• Work instructions: Retype the rows below exactly, starting at the line that contains "the wooden spoon" and continuing through the end of the rows.

------ Records for this task ------

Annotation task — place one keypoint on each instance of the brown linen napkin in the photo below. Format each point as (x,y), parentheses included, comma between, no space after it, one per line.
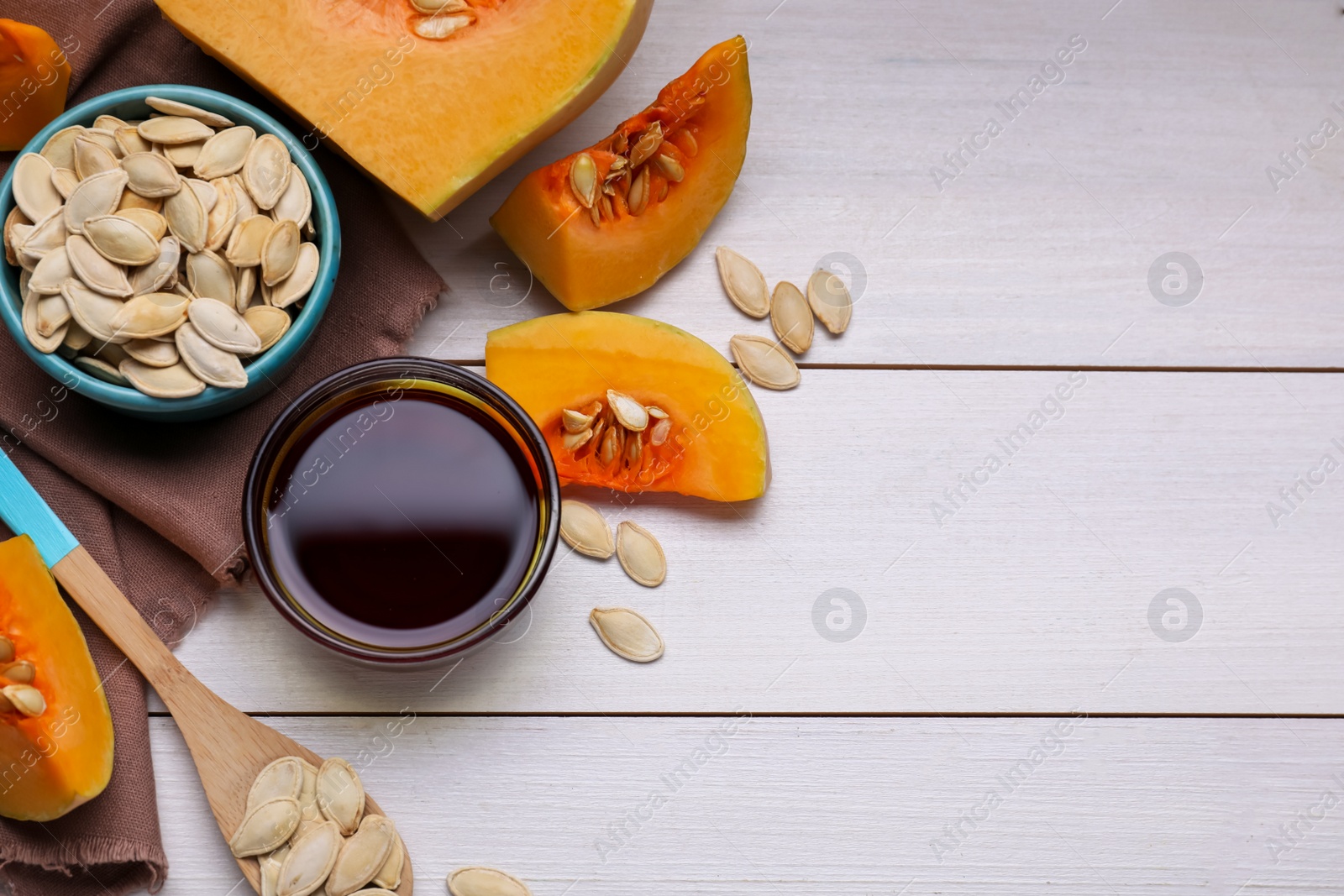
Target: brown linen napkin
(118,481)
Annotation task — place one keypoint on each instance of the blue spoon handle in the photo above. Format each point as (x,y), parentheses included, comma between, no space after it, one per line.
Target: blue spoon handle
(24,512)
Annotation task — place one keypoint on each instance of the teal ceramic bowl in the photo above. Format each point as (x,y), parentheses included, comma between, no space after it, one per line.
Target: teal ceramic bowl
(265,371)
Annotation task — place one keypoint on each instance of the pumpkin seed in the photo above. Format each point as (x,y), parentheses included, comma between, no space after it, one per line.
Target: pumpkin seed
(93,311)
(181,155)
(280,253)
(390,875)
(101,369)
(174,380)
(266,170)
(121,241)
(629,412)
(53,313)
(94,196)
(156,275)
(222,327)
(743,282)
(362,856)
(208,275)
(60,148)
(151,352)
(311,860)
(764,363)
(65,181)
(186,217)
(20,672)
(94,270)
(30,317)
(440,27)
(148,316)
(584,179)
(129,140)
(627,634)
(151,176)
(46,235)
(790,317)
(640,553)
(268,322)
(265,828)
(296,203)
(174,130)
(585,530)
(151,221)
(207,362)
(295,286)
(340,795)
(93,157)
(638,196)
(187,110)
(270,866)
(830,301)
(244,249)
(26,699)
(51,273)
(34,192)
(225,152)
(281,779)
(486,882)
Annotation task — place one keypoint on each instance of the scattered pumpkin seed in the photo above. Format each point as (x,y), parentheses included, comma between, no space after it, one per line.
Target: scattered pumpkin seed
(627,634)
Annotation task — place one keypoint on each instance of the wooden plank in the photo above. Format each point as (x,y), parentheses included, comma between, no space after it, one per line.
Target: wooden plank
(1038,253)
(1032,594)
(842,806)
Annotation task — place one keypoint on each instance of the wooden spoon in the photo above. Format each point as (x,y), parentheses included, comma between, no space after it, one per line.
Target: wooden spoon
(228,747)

------

• Reply to the exercise:
Annotation task — place one keypoint on each instance of the wooden spoon in the photo above. Format each point as (x,y), parentheses included, comma between, no space after it, one per line.
Target: wooden spoon
(228,747)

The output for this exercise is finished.